→ **Exercise description**
Your answer must match the data word for word.

→ **Items from a data source**
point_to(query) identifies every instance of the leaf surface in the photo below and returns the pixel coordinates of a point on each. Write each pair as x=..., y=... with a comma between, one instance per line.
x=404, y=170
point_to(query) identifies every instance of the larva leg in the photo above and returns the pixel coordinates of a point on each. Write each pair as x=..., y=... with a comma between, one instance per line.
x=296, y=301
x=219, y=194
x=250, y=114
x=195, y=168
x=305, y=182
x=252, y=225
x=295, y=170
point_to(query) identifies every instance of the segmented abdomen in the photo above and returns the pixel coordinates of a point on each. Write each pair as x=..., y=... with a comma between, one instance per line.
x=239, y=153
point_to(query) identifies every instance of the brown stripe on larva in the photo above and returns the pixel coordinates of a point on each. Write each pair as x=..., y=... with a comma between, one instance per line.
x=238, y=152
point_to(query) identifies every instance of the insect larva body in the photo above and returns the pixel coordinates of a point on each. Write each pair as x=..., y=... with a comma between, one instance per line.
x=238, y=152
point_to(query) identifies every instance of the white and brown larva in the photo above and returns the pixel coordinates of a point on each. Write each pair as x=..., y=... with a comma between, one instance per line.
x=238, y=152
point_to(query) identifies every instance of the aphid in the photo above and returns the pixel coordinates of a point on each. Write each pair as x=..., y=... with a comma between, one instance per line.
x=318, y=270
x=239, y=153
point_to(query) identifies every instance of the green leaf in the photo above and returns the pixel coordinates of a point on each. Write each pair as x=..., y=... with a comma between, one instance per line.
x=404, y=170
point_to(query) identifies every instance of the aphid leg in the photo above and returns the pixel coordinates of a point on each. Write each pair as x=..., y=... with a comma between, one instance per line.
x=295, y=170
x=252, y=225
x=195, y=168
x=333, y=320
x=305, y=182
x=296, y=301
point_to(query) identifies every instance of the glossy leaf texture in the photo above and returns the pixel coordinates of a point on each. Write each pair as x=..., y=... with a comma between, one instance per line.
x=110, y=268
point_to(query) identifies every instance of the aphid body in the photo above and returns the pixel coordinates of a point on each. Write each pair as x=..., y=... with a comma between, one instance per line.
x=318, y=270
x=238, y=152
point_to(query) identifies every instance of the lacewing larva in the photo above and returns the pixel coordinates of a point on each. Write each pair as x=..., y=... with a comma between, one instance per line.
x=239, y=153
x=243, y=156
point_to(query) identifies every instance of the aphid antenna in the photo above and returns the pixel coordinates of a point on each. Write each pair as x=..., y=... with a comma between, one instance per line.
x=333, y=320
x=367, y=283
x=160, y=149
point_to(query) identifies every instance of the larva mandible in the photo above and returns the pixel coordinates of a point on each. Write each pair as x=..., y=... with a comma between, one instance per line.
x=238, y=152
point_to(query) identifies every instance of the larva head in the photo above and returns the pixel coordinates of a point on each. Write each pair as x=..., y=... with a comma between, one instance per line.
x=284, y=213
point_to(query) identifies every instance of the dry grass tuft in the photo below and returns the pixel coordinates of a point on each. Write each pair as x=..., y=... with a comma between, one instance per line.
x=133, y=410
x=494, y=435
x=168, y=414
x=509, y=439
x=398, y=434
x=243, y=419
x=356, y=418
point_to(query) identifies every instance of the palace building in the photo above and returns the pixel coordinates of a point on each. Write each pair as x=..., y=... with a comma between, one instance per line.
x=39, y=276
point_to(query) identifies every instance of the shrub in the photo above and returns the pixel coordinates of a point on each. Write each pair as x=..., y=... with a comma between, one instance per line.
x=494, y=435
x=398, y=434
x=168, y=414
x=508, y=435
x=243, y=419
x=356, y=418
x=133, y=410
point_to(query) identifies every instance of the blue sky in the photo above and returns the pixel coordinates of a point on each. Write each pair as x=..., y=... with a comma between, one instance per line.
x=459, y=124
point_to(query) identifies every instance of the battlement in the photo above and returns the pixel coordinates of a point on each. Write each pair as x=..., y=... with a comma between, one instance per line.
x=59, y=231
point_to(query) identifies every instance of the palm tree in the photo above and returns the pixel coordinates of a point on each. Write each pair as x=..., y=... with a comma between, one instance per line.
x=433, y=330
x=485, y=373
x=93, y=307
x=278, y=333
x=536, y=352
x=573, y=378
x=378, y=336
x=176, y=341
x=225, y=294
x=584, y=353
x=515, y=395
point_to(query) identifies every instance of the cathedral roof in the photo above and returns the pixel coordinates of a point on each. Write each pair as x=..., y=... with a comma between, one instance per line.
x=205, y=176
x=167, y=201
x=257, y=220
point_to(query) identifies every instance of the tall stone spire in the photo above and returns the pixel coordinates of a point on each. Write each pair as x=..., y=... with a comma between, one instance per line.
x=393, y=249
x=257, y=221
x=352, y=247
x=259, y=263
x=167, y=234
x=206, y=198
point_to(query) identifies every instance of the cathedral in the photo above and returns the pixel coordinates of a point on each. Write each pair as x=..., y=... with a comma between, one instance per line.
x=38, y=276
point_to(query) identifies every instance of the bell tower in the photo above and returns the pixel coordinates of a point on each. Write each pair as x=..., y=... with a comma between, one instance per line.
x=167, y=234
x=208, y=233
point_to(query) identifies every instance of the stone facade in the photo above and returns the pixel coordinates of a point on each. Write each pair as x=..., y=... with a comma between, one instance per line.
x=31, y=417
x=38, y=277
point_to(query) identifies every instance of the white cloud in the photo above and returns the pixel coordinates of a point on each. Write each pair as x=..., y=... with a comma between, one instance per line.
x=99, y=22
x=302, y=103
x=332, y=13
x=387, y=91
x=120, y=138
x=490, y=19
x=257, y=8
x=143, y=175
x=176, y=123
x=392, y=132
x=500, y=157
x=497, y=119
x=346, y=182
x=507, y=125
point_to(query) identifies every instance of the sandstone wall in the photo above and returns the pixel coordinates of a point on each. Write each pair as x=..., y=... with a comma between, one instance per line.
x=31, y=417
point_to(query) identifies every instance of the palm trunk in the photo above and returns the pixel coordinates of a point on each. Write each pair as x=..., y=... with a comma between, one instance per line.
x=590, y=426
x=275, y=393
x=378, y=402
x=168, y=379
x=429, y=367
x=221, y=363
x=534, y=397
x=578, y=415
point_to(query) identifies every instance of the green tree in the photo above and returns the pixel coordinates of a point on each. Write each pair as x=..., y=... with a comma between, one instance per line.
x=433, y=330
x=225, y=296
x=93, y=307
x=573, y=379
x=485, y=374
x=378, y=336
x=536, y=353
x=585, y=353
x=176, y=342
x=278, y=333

→ **Task result**
point_to(query) identifies every instance of the leaf surface in the photo below and returns the pixel coordinates of a point on each. Write each pair as x=..., y=... with a comma between, one instance per line.
x=404, y=170
point_to(query) identifies every instance of the larva leg in the photo above and returns the pixel coordinates of a point on each. Write each pair as x=..., y=... with a comma between, one instance per line.
x=296, y=301
x=219, y=194
x=250, y=114
x=195, y=168
x=305, y=182
x=252, y=225
x=295, y=170
point_to(query) identifies every instance of the segmented abdomen in the photo above and returns the pixel coordinates of a point on each. Write each pair as x=..., y=... with a comma between, one instance per line.
x=239, y=153
point_to(query) identifies every instance of the brown stripe on larva in the photo above and returns the pixel coordinates of a point on each. Write each pair as x=..., y=... with a comma between, one instance per line.
x=238, y=152
point_to(query) identifies every instance of the insect larva body in the photo above and returns the pixel coordinates of a point on each. Write each pair as x=..., y=... with a comma between, one instance per line.
x=238, y=152
point_to(query) identifies every instance of the white and brown larva in the photo above and returns the pixel coordinates of a point on each. Write each pair as x=..., y=... with a comma between, one instance per line.
x=238, y=152
point_to(query) identifies every instance of the aphid in the photo above and returns the pixel coordinates of a point on each. Write each pair as x=..., y=... with a comma between, one instance per line.
x=318, y=270
x=239, y=153
point_to(query) identifies every instance of the green leaf in the photo above and returns the pixel coordinates of a point on each. Write each pair as x=..., y=... with a comma between, one instance per line.
x=404, y=170
point_to(query) identifies every instance of the aphid leg in the photo above and returns the pixel coordinates of a point on each. Write each pair as x=..., y=... with a comma between, one instance per line.
x=295, y=170
x=252, y=225
x=195, y=168
x=333, y=320
x=305, y=182
x=296, y=301
point_to(query) identifies every instance of the glossy leaf texture in the photo above and returns the pixel coordinates of a point on each. Write each pair as x=..., y=... with a comma between, one instance per line.
x=110, y=268
point_to(query) identifies every instance of the aphid body in the photo above and returns the pixel coordinates of a point on each. Write each pair as x=..., y=... with a comma between, one instance per line.
x=318, y=270
x=238, y=152
point_to(query) identifies every instance of the lacewing larva in the photo above and returns the pixel coordinates of a point on each. Write each pair as x=..., y=... with a comma between, one instance per line.
x=239, y=153
x=243, y=156
point_to(query) identifies every instance of the aphid antenna in the photo above and returns the pixel coordinates of a point on each. Write each pair as x=..., y=... with a comma between, one instance per line.
x=333, y=320
x=367, y=283
x=160, y=149
point_to(query) identifies every instance of the larva mandible in the photo above and returns the pixel coordinates of a point on each. Write each pair as x=..., y=... with a comma between, one instance per line.
x=238, y=152
point_to(query) identifies every instance of the larva head in the photo above and returns the pixel coordinates of a point on each. Write each pair as x=..., y=... with a comma between, one instance per line.
x=284, y=213
point_to(query) identifies every instance of the dry grass tuft in the photo below and returns the pixel coordinates of a point on each. Write each pair as x=..., y=... with a comma between, one instance per line.
x=133, y=410
x=494, y=435
x=168, y=414
x=509, y=439
x=398, y=434
x=243, y=419
x=356, y=418
point_to(query) identifies every instance of the palace building in the photo above and returns the pixel coordinates of a point on each. Write each pair as x=..., y=... with a comma between, one instance per line.
x=39, y=276
point_to(query) identifies every instance of the shrub in the photo above and returns the pixel coordinates of a point on each. Write each pair as x=..., y=... with a comma between, one instance per line.
x=494, y=435
x=398, y=434
x=168, y=414
x=508, y=435
x=243, y=419
x=356, y=418
x=133, y=410
point_to(query) identifies every instance of the blue sky in the photo above and returns the pixel coordinates of a point on each. Write each pair as x=..., y=... with a comma between, one instance per line.
x=459, y=124
point_to(query) identifies every instance of the battlement in the photo above and returns the pixel coordinates of a point on each. Write each pair as x=..., y=... with a comma between, one instance per line.
x=59, y=231
point_to(query) identifies every instance of the palm tree in the photo above and returns the pixel coordinates of a point on each. Write each pair as x=..., y=... with a comma between, one instance per line.
x=433, y=330
x=485, y=373
x=93, y=307
x=278, y=333
x=536, y=352
x=573, y=378
x=378, y=336
x=176, y=341
x=225, y=294
x=584, y=353
x=515, y=395
point_to(query) identifies every instance of the cathedral roof in the photo above and returns the pixel coordinates of a point on each. Write each pair as x=..., y=... with a comma between, one instance per line.
x=205, y=176
x=167, y=201
x=257, y=220
point_to(query) identifies every instance of the tall stone spire in the photo above and returns the pixel coordinates of a point on each. Write each pair as x=..., y=... with a comma between, one instance per line.
x=393, y=249
x=257, y=221
x=352, y=247
x=259, y=263
x=167, y=234
x=206, y=198
point_to(query) identifies every instance of the cathedral in the photo above and returns the pixel coordinates of a point on each. Write each pair as x=..., y=... with a comma between, one instance per line.
x=38, y=276
point_to(query) identifies every instance of the bell tower in the photo above and returns the pixel coordinates of a point on each. Write each pair as x=..., y=... with a comma between, one instance per line.
x=167, y=234
x=208, y=233
point_to(query) identifies every instance of the stone facade in the photo above and returns the pixel coordinates of a point on each. Write each pair as x=..., y=... with a comma between, one instance per line.
x=31, y=417
x=38, y=277
point_to(query) identifies every instance of the white cloud in the photo above and returns the pixel coordinates of a point on each. Write each pair as x=..., y=... with a comma between, one instance per line.
x=99, y=22
x=302, y=103
x=332, y=13
x=387, y=91
x=120, y=138
x=490, y=19
x=257, y=8
x=143, y=175
x=176, y=123
x=392, y=132
x=500, y=157
x=497, y=119
x=346, y=182
x=507, y=125
point_to(query) identifies every instance of the sandstone wall in the photo above and returns the pixel coordinates of a point on each. Write each pair as x=..., y=... with a comma between, one instance per line.
x=31, y=417
point_to(query) identifies every instance of the palm trunk in the photo above and returns the pixel coordinates of a point on each. Write each pair as x=..., y=... with a comma between, one instance per line.
x=590, y=426
x=275, y=393
x=378, y=402
x=168, y=379
x=429, y=367
x=221, y=363
x=534, y=397
x=578, y=415
point_to(query) identifies every instance of the green tree in the photo above and returns the pixel coordinates of a point on each. Write each pair as x=..., y=... with a comma between, one instance per line.
x=433, y=330
x=225, y=296
x=93, y=307
x=573, y=379
x=485, y=374
x=378, y=336
x=536, y=353
x=585, y=353
x=176, y=342
x=278, y=333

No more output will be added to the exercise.